_Work item:_ Each line below that includes the word "shingle" is to be reported.
=== Begin Enclosure ===
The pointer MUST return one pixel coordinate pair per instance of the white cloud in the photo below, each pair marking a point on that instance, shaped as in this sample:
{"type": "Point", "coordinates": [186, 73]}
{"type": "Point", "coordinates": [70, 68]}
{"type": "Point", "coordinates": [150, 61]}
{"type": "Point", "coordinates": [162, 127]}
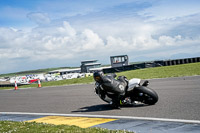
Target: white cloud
{"type": "Point", "coordinates": [39, 18]}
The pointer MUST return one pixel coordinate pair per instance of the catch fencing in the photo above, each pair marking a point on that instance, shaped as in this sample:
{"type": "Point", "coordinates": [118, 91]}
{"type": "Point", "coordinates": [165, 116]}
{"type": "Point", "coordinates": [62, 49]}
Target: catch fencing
{"type": "Point", "coordinates": [152, 64]}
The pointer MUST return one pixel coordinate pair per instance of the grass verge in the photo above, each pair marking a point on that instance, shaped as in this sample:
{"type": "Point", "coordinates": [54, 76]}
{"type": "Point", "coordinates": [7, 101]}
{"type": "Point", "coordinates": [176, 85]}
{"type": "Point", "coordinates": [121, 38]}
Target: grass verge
{"type": "Point", "coordinates": [148, 73]}
{"type": "Point", "coordinates": [33, 127]}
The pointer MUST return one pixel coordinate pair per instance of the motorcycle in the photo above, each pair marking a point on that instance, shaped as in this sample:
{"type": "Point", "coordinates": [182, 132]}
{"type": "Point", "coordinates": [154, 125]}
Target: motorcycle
{"type": "Point", "coordinates": [135, 93]}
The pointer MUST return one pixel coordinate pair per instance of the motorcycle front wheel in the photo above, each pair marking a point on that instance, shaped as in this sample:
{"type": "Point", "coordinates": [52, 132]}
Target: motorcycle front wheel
{"type": "Point", "coordinates": [147, 95]}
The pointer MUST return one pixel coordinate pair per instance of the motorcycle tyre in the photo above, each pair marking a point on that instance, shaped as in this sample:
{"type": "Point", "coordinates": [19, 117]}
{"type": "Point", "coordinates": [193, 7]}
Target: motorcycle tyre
{"type": "Point", "coordinates": [150, 93]}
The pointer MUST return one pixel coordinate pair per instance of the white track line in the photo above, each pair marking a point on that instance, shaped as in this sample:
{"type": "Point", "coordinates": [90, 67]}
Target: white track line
{"type": "Point", "coordinates": [106, 116]}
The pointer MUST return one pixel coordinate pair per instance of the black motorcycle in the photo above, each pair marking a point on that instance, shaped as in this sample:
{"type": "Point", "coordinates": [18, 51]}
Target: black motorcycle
{"type": "Point", "coordinates": [135, 93]}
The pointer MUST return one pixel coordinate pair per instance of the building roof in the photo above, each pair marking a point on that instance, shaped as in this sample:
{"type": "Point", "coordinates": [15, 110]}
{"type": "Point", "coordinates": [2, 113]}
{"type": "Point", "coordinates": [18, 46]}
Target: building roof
{"type": "Point", "coordinates": [92, 64]}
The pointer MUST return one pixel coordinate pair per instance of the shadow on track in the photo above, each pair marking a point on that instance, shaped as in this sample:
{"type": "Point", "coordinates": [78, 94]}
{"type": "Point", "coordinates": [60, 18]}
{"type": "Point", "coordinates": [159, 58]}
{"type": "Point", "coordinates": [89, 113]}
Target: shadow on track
{"type": "Point", "coordinates": [105, 107]}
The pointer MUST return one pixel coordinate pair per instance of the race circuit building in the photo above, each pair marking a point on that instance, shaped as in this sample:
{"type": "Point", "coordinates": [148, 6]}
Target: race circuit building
{"type": "Point", "coordinates": [88, 65]}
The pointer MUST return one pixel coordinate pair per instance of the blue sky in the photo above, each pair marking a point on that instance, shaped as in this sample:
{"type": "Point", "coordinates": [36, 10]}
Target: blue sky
{"type": "Point", "coordinates": [38, 34]}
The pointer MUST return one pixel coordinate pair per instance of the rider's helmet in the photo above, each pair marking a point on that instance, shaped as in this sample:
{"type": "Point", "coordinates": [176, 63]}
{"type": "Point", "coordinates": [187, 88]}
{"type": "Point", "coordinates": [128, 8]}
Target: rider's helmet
{"type": "Point", "coordinates": [98, 76]}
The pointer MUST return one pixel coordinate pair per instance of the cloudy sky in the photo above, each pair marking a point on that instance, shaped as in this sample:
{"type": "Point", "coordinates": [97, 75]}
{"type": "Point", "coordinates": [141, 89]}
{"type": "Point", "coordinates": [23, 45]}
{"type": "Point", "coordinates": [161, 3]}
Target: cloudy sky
{"type": "Point", "coordinates": [38, 34]}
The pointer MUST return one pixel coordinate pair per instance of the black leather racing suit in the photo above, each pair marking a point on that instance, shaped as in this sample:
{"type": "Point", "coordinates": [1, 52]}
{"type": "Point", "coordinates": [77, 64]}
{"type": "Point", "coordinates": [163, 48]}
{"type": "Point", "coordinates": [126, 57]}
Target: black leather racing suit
{"type": "Point", "coordinates": [115, 89]}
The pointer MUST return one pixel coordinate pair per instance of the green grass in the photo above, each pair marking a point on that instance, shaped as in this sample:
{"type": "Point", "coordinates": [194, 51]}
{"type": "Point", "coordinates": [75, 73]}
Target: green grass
{"type": "Point", "coordinates": [148, 73]}
{"type": "Point", "coordinates": [32, 127]}
{"type": "Point", "coordinates": [38, 71]}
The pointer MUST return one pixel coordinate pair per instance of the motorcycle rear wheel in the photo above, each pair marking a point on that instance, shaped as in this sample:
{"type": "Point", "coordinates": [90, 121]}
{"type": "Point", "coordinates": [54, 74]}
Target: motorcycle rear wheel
{"type": "Point", "coordinates": [149, 96]}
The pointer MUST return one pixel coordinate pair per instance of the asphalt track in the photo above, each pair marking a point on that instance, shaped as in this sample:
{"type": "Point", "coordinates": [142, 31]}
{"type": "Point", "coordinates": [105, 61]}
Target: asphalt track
{"type": "Point", "coordinates": [178, 100]}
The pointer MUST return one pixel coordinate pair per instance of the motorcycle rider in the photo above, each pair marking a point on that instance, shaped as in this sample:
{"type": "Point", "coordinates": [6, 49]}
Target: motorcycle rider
{"type": "Point", "coordinates": [113, 88]}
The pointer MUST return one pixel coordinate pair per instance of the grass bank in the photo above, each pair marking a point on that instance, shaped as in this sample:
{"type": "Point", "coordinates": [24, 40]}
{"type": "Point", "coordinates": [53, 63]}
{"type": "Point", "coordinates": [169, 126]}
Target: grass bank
{"type": "Point", "coordinates": [32, 127]}
{"type": "Point", "coordinates": [148, 73]}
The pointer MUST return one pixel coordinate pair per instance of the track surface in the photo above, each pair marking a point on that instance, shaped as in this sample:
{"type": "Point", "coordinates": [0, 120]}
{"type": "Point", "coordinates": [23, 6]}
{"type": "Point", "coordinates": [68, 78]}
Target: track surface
{"type": "Point", "coordinates": [179, 98]}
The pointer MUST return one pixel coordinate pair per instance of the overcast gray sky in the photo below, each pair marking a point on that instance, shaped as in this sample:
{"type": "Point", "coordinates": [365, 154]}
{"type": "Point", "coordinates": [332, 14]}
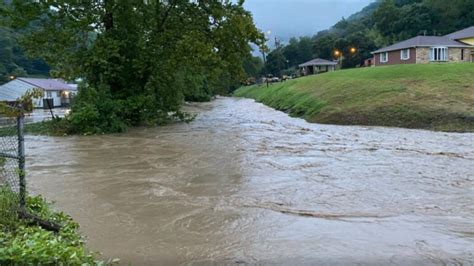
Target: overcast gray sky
{"type": "Point", "coordinates": [288, 18]}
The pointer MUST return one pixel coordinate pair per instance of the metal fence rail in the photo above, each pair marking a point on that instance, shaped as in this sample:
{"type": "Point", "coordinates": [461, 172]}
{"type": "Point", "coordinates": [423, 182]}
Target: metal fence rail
{"type": "Point", "coordinates": [12, 159]}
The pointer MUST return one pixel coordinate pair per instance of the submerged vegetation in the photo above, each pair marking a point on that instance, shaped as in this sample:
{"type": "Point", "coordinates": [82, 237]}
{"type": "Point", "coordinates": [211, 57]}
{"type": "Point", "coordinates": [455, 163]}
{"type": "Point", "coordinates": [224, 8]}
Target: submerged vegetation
{"type": "Point", "coordinates": [138, 60]}
{"type": "Point", "coordinates": [435, 96]}
{"type": "Point", "coordinates": [24, 244]}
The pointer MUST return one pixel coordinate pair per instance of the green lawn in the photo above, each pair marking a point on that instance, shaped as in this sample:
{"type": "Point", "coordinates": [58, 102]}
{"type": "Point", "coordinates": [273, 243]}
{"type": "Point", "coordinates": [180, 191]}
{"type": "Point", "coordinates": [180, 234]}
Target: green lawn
{"type": "Point", "coordinates": [432, 96]}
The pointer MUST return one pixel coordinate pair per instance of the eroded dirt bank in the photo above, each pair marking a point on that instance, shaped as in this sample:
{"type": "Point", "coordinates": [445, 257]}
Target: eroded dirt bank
{"type": "Point", "coordinates": [246, 184]}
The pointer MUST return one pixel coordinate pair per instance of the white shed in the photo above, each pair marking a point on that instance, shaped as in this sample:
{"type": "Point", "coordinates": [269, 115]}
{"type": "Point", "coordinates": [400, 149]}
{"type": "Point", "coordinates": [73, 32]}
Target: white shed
{"type": "Point", "coordinates": [57, 93]}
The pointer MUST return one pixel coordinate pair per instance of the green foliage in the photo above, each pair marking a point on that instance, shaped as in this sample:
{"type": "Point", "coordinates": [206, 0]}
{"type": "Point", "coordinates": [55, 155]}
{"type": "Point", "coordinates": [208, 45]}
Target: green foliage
{"type": "Point", "coordinates": [13, 61]}
{"type": "Point", "coordinates": [379, 24]}
{"type": "Point", "coordinates": [144, 58]}
{"type": "Point", "coordinates": [435, 96]}
{"type": "Point", "coordinates": [22, 244]}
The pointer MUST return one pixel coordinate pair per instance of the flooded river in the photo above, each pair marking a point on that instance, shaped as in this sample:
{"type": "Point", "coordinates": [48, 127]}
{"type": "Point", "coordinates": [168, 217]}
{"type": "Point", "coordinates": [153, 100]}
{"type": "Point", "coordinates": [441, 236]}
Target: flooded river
{"type": "Point", "coordinates": [244, 183]}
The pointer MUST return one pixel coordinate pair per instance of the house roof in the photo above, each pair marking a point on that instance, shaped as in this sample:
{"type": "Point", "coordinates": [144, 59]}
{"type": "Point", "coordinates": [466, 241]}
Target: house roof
{"type": "Point", "coordinates": [13, 90]}
{"type": "Point", "coordinates": [423, 41]}
{"type": "Point", "coordinates": [318, 62]}
{"type": "Point", "coordinates": [48, 84]}
{"type": "Point", "coordinates": [462, 34]}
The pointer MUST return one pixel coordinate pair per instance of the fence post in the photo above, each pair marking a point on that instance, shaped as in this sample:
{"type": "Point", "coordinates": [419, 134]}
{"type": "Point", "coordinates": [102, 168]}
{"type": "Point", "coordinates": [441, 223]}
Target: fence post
{"type": "Point", "coordinates": [21, 156]}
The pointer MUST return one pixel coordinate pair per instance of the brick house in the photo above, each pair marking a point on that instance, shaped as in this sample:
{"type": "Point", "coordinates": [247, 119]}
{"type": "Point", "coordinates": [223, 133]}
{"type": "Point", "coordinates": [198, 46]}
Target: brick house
{"type": "Point", "coordinates": [454, 47]}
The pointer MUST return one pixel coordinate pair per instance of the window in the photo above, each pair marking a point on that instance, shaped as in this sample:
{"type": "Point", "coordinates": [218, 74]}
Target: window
{"type": "Point", "coordinates": [439, 54]}
{"type": "Point", "coordinates": [405, 54]}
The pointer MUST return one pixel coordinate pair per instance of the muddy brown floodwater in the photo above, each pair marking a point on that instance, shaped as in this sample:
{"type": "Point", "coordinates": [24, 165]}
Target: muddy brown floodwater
{"type": "Point", "coordinates": [244, 183]}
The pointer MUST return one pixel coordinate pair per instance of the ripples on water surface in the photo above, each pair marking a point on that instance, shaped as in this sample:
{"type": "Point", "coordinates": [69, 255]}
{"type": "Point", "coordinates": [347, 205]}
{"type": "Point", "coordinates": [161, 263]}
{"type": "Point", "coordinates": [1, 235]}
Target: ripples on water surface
{"type": "Point", "coordinates": [247, 184]}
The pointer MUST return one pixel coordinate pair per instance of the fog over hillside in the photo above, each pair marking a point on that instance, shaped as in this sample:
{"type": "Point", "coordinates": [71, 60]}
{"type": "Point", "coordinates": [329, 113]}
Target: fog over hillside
{"type": "Point", "coordinates": [290, 18]}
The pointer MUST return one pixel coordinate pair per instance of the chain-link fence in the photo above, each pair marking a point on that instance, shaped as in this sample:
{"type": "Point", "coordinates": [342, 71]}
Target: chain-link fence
{"type": "Point", "coordinates": [12, 163]}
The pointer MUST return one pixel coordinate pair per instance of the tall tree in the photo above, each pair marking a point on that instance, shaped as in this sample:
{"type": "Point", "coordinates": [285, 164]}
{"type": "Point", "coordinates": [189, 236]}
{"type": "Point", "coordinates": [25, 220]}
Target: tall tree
{"type": "Point", "coordinates": [139, 59]}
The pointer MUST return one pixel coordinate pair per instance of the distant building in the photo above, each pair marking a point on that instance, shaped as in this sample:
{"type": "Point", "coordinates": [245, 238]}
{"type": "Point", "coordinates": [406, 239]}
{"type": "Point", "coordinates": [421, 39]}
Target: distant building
{"type": "Point", "coordinates": [317, 66]}
{"type": "Point", "coordinates": [454, 47]}
{"type": "Point", "coordinates": [56, 92]}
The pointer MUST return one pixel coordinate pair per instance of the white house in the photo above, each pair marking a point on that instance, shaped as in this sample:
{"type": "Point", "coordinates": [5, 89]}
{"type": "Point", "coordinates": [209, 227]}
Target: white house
{"type": "Point", "coordinates": [57, 93]}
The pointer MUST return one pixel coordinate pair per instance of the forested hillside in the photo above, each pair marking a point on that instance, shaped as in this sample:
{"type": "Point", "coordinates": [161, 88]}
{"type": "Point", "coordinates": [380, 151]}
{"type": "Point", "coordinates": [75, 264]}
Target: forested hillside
{"type": "Point", "coordinates": [13, 61]}
{"type": "Point", "coordinates": [379, 24]}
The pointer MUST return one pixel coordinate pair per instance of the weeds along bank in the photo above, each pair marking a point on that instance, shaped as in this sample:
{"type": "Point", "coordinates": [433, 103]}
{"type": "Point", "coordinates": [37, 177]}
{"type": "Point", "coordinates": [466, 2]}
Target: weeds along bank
{"type": "Point", "coordinates": [23, 243]}
{"type": "Point", "coordinates": [434, 96]}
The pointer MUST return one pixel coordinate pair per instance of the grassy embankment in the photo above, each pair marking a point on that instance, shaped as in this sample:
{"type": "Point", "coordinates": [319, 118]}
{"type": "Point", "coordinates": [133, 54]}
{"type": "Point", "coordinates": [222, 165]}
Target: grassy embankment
{"type": "Point", "coordinates": [433, 96]}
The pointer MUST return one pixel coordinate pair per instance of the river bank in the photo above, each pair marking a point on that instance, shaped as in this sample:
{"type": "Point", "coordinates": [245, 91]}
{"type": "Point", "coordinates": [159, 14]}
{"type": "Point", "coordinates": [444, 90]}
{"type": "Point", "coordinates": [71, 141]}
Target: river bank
{"type": "Point", "coordinates": [244, 183]}
{"type": "Point", "coordinates": [436, 97]}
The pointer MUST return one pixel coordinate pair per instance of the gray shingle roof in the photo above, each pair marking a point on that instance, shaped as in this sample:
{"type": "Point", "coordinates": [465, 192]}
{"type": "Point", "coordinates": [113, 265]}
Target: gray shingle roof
=== End Enclosure ===
_Response box:_
The pointer MUST return one pixel coordinate pair per instance of the gray shingle roof in the photo above, each pair marking a point on that instance, shaped as in this sample:
Target: gray shingle roof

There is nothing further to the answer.